Health Concerns

By Jeff Judd


Stress is the number one cause for decline of Horned Lizards in captivity. Many people have difficulty keeping HLs because they were wild caught, and couldn’t adjust to captive conditions. While captive born Horned Lizards are still subject to stress, they fair much better. It usually takes one or two days for a captive born Horned Lizard to adjust to a new environment. Stressed Horned Lizards will continually try to escape, refuse food, and rapidly decline in health. Some methods that can better help Horned Lizards to adjust to a new environment are:

Keeping them in a large terrarium.
Keeping the Horned Lizard isolated.
Limited handling and disturbance.
Covering sides of tank with paper.




Values of Cleanliness:

Cleanliness is an important aspect in preventing illness. The enclosure should always be kept sanitary. Likewise, the food and water that is provided to your HLs should come from fresh sources. Droppings must be scooped out as soon as possible, on a daily basis. HLs can carry internal pests. Eggs may be excreted with feces and can be picked up again by ants you feed your lizards. It is a good idea to take some of the sand along with the droppings you clean from the cage. Feces consist of a large mass of insect bodies, and a small, white uric acid component which is solid. Both parts should be removed promptly to prevent parasites.



Recognizing Symptoms:

Once Horned Lizards have adapted to a specific environment, health problems seem to be uncommon with the proper husbandry. Recognizing when the Horned Lizard is sick, quickly, is crucial to successfully treating it, but this can be difficult. Usually a combination of behaviors enable the sickness to be recognized. For instance, a Horned Lizard that has nostril deposits can be well because HLs excrete salt through the nostrils to help with hydration. However, a Horned Lizard with nostril deposits accompanied by labored breathing and sleeping for long hours under the heat lamp with its eyes closed, probably has a respiratory infection.

* [DATA TO EXAMINE]
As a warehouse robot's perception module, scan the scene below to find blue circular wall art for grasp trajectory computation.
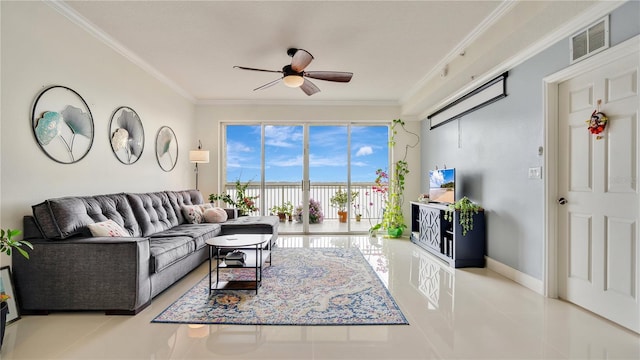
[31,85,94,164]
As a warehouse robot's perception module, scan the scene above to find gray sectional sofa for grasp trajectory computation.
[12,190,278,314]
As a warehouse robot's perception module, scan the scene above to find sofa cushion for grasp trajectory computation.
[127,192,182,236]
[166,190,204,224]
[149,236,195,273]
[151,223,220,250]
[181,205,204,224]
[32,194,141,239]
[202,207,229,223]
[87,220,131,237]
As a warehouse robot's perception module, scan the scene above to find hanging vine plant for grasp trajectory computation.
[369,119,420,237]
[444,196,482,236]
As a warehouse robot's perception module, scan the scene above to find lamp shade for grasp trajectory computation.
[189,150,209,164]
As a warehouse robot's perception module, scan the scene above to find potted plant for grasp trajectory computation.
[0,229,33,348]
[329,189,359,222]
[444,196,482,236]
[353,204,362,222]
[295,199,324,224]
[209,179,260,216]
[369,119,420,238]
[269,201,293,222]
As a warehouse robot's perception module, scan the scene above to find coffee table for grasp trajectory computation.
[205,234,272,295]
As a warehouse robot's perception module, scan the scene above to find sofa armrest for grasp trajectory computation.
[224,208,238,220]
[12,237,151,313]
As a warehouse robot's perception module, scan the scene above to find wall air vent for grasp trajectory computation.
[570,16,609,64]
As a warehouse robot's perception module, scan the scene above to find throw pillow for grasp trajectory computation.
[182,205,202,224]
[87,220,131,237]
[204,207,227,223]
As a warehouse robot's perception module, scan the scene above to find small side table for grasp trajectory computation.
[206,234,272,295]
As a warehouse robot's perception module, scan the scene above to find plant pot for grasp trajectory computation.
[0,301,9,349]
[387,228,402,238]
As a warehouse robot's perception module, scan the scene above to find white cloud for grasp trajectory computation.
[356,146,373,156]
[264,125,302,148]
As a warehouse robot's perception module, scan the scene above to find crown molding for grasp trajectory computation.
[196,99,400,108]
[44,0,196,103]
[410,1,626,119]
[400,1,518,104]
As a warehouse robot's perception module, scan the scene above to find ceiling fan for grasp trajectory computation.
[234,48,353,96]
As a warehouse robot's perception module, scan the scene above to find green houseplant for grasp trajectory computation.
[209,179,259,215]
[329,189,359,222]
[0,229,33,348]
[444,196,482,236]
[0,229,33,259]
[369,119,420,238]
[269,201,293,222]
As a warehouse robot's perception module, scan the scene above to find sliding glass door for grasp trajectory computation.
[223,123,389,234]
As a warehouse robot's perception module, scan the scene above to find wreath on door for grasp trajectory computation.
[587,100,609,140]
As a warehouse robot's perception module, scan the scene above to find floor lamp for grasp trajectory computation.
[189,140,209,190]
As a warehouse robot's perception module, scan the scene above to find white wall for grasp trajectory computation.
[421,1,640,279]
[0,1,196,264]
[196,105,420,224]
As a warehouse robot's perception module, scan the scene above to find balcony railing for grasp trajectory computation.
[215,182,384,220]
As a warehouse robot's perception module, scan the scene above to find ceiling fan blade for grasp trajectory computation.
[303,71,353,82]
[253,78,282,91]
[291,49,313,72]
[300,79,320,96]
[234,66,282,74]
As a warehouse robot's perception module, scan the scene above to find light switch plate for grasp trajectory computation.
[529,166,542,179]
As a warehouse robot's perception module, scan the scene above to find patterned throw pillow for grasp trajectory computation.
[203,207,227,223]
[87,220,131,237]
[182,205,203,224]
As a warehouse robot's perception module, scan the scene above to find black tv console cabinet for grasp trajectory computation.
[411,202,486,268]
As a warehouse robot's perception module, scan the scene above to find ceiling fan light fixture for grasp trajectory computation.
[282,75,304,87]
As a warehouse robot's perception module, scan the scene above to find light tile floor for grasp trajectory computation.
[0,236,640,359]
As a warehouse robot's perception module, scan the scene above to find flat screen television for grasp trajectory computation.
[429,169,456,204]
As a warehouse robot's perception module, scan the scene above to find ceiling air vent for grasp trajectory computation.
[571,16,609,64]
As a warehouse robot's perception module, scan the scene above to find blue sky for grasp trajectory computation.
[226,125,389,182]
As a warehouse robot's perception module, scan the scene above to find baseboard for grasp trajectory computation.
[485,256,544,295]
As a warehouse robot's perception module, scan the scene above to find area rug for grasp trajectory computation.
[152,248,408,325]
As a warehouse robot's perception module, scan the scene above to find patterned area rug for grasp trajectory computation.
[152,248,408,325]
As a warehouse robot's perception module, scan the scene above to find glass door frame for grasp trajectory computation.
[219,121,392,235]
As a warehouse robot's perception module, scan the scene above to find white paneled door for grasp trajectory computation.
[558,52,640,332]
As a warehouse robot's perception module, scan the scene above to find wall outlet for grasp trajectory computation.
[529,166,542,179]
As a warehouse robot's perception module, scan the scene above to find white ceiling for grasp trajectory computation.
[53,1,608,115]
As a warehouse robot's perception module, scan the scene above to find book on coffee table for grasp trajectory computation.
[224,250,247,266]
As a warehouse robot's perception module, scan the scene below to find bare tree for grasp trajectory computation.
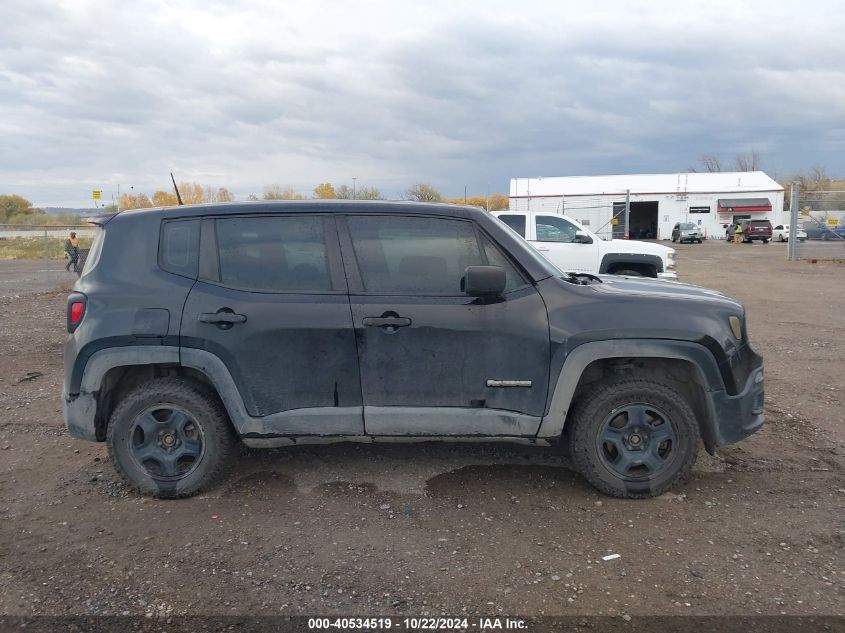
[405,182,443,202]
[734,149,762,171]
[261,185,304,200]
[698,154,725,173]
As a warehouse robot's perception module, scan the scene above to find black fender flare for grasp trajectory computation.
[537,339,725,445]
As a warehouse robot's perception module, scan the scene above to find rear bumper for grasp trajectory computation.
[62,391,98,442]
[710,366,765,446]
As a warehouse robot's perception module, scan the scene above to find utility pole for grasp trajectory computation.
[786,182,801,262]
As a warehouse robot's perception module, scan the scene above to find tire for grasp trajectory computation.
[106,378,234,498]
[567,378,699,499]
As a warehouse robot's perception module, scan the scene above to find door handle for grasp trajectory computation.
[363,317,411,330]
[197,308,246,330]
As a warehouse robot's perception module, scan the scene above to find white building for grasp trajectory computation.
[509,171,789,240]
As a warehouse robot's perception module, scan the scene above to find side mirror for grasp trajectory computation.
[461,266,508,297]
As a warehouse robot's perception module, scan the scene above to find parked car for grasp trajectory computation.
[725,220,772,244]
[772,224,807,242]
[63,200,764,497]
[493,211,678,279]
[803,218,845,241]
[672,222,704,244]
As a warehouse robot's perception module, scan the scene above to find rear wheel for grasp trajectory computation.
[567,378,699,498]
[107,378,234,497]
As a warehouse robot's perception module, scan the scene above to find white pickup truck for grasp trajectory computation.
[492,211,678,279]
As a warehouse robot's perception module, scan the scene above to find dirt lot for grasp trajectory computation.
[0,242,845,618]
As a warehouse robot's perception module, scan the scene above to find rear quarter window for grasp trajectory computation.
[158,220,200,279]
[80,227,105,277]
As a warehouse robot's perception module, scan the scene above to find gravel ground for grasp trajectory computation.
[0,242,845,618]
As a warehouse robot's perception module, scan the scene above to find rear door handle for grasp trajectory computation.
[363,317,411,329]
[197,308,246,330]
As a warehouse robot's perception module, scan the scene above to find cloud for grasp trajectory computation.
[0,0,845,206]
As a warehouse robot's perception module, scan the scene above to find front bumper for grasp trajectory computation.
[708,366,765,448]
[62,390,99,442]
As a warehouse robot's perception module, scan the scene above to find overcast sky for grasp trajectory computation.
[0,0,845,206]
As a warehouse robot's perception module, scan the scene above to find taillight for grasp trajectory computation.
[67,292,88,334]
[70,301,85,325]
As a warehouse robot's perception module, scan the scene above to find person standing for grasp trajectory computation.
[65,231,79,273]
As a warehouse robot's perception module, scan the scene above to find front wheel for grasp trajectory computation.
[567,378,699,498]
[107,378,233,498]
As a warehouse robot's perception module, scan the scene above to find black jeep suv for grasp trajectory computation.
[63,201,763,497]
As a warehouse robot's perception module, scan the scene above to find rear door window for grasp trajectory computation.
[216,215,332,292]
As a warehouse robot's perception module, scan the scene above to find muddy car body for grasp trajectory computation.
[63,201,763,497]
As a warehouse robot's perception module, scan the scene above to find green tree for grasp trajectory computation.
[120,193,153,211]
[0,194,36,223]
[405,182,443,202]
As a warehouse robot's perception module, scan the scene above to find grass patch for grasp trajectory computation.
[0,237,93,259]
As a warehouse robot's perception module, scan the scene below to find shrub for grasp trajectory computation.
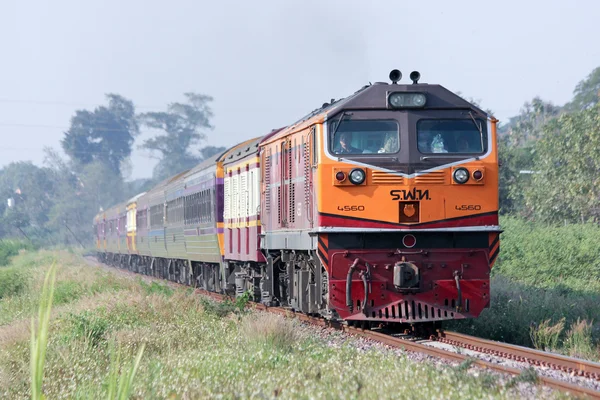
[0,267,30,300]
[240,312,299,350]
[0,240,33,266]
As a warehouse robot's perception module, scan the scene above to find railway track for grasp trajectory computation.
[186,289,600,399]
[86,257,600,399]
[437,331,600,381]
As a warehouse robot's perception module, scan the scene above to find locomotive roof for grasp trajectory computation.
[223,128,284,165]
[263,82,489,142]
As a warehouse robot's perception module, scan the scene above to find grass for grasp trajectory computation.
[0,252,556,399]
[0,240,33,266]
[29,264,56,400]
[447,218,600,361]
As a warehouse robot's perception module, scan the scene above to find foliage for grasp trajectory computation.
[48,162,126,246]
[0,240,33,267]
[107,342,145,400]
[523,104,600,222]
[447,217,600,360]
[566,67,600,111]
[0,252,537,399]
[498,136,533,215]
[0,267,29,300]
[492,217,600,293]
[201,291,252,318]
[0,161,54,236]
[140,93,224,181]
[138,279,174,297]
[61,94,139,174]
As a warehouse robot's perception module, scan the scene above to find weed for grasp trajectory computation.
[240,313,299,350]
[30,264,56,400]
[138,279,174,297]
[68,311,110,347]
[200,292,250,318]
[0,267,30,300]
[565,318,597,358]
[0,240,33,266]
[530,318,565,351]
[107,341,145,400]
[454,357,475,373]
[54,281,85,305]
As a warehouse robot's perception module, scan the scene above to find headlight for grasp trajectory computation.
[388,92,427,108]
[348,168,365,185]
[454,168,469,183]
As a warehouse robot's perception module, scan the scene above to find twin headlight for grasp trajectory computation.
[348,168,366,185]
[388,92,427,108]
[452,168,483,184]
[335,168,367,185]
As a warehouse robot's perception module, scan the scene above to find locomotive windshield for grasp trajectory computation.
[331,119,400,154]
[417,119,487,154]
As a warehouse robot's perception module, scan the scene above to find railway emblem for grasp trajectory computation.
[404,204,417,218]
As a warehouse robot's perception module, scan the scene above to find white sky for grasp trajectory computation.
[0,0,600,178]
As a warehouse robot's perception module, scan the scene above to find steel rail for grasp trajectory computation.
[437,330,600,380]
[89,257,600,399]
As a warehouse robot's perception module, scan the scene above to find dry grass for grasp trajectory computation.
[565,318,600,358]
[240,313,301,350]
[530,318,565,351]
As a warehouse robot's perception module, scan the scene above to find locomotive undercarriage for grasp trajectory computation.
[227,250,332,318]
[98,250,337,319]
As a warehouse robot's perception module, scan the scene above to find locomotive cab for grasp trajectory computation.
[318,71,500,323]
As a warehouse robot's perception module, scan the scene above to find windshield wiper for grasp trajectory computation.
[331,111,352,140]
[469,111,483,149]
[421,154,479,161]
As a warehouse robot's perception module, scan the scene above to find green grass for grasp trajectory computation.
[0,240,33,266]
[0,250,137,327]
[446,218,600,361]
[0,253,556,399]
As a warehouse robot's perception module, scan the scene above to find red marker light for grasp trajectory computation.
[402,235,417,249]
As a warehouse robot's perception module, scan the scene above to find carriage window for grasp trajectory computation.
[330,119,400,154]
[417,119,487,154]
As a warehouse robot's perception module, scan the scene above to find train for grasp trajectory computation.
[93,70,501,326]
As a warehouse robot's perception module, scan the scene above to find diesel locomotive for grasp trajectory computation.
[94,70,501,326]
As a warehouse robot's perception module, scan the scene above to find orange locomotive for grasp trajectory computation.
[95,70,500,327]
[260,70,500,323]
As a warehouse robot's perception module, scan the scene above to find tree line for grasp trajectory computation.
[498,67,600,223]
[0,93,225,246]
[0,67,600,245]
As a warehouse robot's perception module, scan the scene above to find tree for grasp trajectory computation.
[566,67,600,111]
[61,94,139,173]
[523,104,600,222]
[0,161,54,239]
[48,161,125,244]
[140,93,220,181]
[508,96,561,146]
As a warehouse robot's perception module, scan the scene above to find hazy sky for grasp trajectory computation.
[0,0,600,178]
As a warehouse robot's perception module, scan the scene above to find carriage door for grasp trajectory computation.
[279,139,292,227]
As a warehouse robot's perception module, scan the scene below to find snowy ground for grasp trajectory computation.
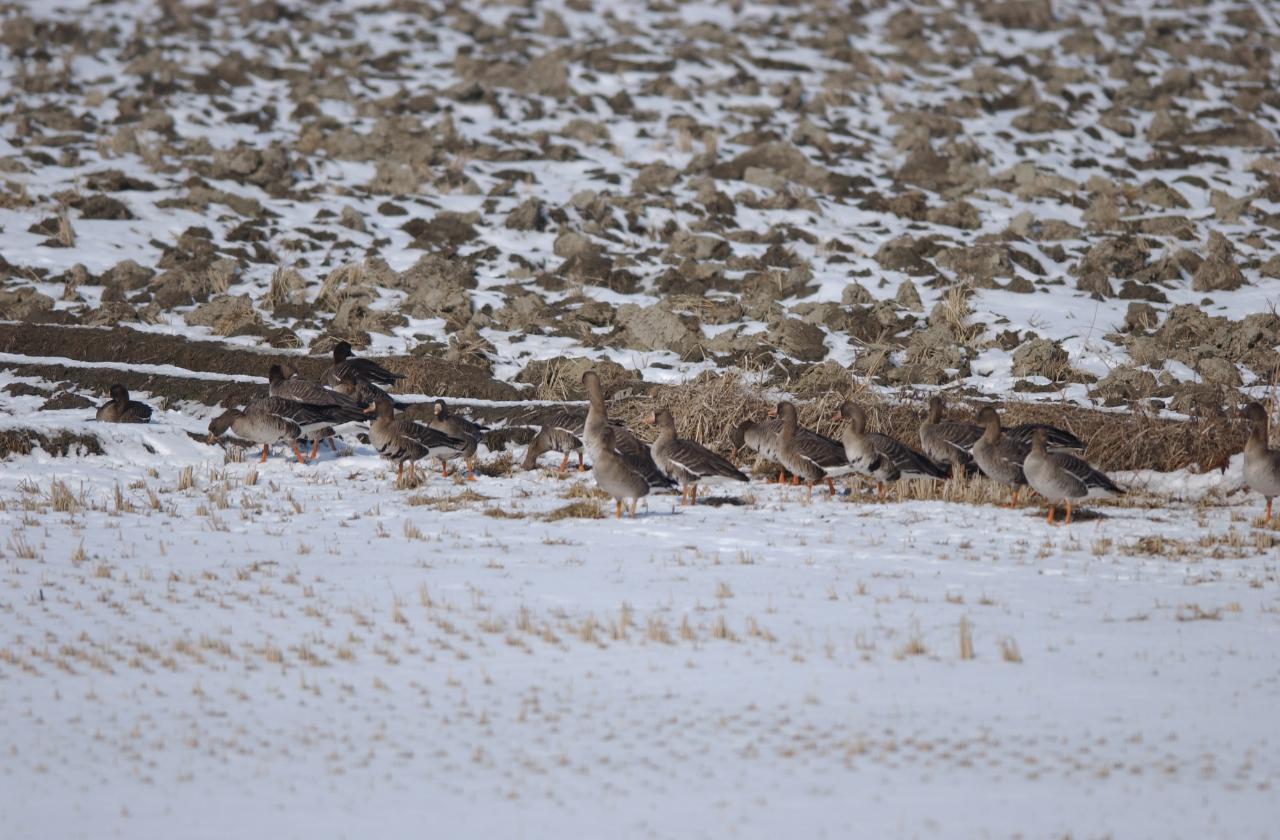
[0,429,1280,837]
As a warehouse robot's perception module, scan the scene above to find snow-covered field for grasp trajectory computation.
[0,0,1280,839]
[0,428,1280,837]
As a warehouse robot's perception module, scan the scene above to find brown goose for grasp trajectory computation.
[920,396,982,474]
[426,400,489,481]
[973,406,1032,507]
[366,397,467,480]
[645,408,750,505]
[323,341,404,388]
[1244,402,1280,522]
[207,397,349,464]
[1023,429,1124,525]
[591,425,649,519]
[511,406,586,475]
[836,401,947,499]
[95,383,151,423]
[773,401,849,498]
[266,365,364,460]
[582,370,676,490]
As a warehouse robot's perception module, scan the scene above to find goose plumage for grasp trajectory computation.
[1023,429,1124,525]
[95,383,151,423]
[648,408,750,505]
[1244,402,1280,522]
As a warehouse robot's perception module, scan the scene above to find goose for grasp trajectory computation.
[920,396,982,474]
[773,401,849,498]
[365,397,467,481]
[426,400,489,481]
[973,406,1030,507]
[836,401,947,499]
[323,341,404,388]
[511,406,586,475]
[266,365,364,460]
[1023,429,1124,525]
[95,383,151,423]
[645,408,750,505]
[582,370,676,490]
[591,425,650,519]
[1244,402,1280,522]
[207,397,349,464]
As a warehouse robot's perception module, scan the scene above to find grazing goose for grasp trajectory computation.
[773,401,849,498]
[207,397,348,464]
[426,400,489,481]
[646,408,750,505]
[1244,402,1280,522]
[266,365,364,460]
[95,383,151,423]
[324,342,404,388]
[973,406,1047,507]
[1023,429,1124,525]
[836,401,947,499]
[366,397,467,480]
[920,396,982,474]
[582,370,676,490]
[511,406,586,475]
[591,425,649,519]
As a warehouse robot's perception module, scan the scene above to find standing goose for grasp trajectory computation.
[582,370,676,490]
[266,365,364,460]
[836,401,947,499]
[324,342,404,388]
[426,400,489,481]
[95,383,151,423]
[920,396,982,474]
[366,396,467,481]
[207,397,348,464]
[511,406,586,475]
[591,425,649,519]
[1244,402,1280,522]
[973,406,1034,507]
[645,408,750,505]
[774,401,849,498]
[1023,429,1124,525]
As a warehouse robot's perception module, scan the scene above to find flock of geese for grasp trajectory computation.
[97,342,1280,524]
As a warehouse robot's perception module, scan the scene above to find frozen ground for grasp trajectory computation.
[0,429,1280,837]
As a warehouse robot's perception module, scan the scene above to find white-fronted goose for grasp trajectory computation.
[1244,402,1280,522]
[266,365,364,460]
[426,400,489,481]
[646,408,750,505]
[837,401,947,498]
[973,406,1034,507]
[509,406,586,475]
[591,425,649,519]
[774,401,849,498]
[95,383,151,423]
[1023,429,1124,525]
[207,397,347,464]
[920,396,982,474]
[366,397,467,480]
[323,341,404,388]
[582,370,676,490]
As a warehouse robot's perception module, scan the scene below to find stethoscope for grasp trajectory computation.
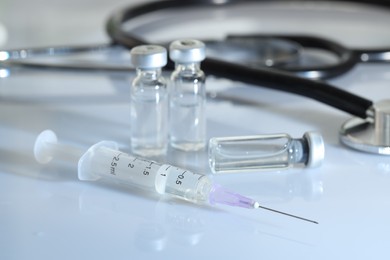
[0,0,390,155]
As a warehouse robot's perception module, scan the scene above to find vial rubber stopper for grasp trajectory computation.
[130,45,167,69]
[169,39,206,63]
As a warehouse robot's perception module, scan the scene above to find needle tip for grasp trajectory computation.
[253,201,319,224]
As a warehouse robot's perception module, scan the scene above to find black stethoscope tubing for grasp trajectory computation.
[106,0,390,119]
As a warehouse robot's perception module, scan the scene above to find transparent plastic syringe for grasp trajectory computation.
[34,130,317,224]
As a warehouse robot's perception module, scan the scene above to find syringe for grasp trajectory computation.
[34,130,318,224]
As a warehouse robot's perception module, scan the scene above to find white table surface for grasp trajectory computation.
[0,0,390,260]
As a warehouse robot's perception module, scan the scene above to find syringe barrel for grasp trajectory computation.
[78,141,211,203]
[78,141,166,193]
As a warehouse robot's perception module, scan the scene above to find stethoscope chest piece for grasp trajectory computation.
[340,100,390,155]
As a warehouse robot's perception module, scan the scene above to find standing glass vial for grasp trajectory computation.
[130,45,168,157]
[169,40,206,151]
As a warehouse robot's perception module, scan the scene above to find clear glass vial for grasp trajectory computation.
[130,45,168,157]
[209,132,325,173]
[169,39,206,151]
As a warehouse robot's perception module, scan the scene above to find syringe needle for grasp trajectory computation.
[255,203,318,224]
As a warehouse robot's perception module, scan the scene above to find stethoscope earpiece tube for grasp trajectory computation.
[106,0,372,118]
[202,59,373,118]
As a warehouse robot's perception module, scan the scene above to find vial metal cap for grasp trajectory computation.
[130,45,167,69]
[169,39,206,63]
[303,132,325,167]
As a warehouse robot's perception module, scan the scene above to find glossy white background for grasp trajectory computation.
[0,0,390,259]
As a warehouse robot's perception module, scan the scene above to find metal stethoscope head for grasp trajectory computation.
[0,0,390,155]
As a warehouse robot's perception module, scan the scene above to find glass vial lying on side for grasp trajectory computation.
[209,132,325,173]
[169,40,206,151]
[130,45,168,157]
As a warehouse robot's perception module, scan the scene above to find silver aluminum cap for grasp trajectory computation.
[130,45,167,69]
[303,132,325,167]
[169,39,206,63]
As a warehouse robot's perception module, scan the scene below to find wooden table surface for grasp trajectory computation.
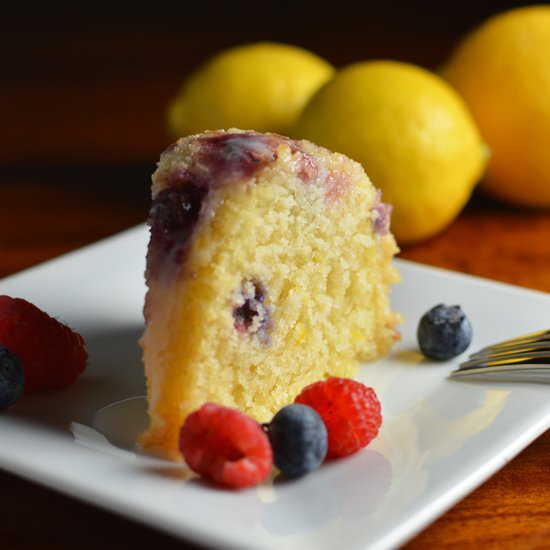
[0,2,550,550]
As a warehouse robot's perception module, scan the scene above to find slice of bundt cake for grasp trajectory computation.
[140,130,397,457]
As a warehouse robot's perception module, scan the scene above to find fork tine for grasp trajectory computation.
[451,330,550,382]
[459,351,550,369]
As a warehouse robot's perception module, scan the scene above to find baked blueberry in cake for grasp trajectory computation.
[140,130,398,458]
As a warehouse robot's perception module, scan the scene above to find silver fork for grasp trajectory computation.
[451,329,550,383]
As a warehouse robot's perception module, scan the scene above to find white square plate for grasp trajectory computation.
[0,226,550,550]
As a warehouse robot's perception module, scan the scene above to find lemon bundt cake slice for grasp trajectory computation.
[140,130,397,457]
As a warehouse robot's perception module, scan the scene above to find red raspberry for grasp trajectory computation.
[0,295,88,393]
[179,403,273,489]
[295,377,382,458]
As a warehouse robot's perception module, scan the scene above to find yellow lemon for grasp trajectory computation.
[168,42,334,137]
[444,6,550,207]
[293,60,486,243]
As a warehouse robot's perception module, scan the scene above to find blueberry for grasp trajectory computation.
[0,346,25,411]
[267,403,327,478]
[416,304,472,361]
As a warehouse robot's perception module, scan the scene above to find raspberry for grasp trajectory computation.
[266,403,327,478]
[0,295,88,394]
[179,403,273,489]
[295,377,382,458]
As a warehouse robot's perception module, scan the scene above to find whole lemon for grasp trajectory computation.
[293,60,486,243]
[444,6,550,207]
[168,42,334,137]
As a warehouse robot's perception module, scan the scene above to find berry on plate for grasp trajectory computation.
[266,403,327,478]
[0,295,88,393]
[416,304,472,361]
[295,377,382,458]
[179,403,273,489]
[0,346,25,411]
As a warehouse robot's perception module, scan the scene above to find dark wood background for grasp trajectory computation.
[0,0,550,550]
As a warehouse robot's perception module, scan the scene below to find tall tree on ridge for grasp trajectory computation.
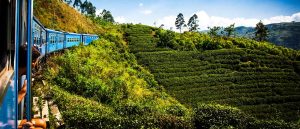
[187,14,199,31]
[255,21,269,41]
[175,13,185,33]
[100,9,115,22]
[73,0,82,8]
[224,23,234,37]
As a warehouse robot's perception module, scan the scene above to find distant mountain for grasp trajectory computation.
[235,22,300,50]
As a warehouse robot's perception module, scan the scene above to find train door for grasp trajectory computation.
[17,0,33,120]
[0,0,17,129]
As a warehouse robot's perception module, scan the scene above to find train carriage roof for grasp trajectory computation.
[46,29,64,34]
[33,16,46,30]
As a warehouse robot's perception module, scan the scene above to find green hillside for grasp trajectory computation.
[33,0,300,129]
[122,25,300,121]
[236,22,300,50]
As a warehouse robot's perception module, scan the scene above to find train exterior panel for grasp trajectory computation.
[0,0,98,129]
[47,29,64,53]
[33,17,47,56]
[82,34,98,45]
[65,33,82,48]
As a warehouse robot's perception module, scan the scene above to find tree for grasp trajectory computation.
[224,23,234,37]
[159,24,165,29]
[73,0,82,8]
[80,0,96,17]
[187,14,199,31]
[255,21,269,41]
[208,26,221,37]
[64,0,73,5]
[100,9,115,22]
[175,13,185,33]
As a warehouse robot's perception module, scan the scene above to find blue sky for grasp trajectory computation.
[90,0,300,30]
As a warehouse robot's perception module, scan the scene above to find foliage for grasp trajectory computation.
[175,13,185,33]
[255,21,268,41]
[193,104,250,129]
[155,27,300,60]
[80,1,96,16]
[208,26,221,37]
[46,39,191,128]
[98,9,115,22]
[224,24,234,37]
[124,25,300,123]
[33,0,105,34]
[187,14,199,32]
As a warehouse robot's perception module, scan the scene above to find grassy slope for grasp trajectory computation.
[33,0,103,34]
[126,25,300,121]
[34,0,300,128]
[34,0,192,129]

* [YOUR TASKS]
(A) Decide whether each statement agrees with the piece on horned lizard health: (i) A captive born Horned Lizard usually adjusts to a new environment in one or two days. (ii) Droppings need to be removed only about once a week. (iii) Nostril deposits by themselves show that a Horned Lizard is sick. Answer each with yes or no and quote the words of the piece that decide it.
(B) Pick up the piece on horned lizard health after its last sentence and keep writing it.

* [RESULTS FOR EACH TASK]
(A)
(i) Yes: "It usually takes one or two days for a captive born Horned Lizard to adjust to a new environment."
(ii) No: "Droppings must be scooped out as soon as possible, on a daily basis."
(iii) No: "a Horned Lizard that has nostril deposits can be well because HLs excrete salt through the nostrils to help with hydration."

(B)
When a sickness is recognized, taking your Horned Lizard immediately to a good reptile veterinarian is almost always mandatory. The illnesses outlined below are meant to give you an idea of what to watch for, and an idea of the cause and possible treatment, but the information is not a substitute for professional care.



Starvation:

The main symptoms of starvation in Phrynosoma are greatly protruding hip bones, and significant loss in fat reserves, most noticeable in the tail and limbs. Stress or internal parasites are likely causes. Treatment includes isolating the individual from other HLs, and increasing terrarium size. Treat for parasites, if they are suspected. If an individual refuses to eat, give it Ensure until it eats on its own.



Dehydration:

The main symptom of dehydration in Phrynosoma is sunken eyes. The cause could be improper watering methods. Treatment involves raising the humidity in the enclosure, and immediately giving the individual Pedialyte as well as extra water.



External Parasites:

The main symptom of external parasites in Phrynosoma are visible mite pockets located on the neck or behind the rear legs. The most likely cause is it being spread from a wild-caught reptile. Treat the affected areas with a mite spray.